Please copy every one of the items below word for word, changing nothing.

[BEGIN WORKING DATA]

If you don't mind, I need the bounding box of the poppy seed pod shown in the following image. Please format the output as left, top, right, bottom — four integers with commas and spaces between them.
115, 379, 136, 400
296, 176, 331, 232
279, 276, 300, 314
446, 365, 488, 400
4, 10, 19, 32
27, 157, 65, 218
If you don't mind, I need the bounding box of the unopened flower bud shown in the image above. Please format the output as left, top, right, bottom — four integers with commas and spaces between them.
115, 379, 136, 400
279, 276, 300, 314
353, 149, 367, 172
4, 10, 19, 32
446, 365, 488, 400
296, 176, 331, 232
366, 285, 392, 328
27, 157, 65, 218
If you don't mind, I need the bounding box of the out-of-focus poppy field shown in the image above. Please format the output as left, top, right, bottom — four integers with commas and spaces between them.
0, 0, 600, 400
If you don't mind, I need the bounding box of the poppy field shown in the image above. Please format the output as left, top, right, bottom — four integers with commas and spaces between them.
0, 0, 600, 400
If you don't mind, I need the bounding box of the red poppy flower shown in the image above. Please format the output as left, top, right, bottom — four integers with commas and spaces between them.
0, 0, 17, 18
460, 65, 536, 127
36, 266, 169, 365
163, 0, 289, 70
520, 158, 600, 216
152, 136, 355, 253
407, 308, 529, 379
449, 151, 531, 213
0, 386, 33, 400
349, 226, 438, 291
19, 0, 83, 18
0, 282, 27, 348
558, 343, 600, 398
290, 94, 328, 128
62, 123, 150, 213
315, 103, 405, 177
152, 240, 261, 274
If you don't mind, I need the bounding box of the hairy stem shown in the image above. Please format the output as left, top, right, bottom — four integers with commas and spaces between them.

[END WORKING DATA]

- **ANSWER IN FULL**:
If you don't mind, I need the bounding box of the poppy seed pod shown in the following image. Please format the output as left, top, right, bottom — four integers with commas and spaces between them.
115, 379, 136, 400
296, 176, 331, 232
279, 276, 300, 314
446, 365, 488, 400
4, 10, 19, 32
27, 157, 65, 218
If you don't mind, I need the bounding box of the unopened flower bud shown in the image above. Please format the output as left, top, right, bottom — four integers with commas and spaces between them.
115, 379, 136, 400
279, 276, 300, 314
353, 149, 367, 172
4, 10, 19, 32
446, 365, 488, 400
296, 176, 331, 232
366, 285, 392, 328
27, 157, 65, 218
If you don't mind, I need the bounding box of the out-of-focus poppy field shown in the image above. Please format the output as left, top, right, bottom — four integers with commas and spaces between them.
0, 0, 600, 400
If you don't mind, I need the bounding box of the poppy field shown in the image above. Please format the output as left, top, right, bottom — four integers with commas and spaces between them.
0, 0, 600, 400
If you don't mind, I need the bounding box of the red poppy flower shown in the image above. Please format the output as left, top, right, bottom — four integers with commas and spaces between them.
0, 0, 17, 18
460, 65, 536, 127
36, 266, 169, 365
163, 0, 289, 70
520, 158, 600, 216
152, 136, 355, 253
407, 308, 529, 379
449, 151, 531, 213
0, 386, 33, 400
349, 226, 438, 291
19, 0, 83, 18
0, 282, 27, 348
558, 343, 600, 398
290, 94, 328, 128
62, 123, 150, 213
315, 103, 405, 177
152, 240, 261, 274
If you don't mind, I need the bounding box of the hairy stem shown in the image above. Please format the output as left, top, right, bottom — four integers with commas and spaces between them.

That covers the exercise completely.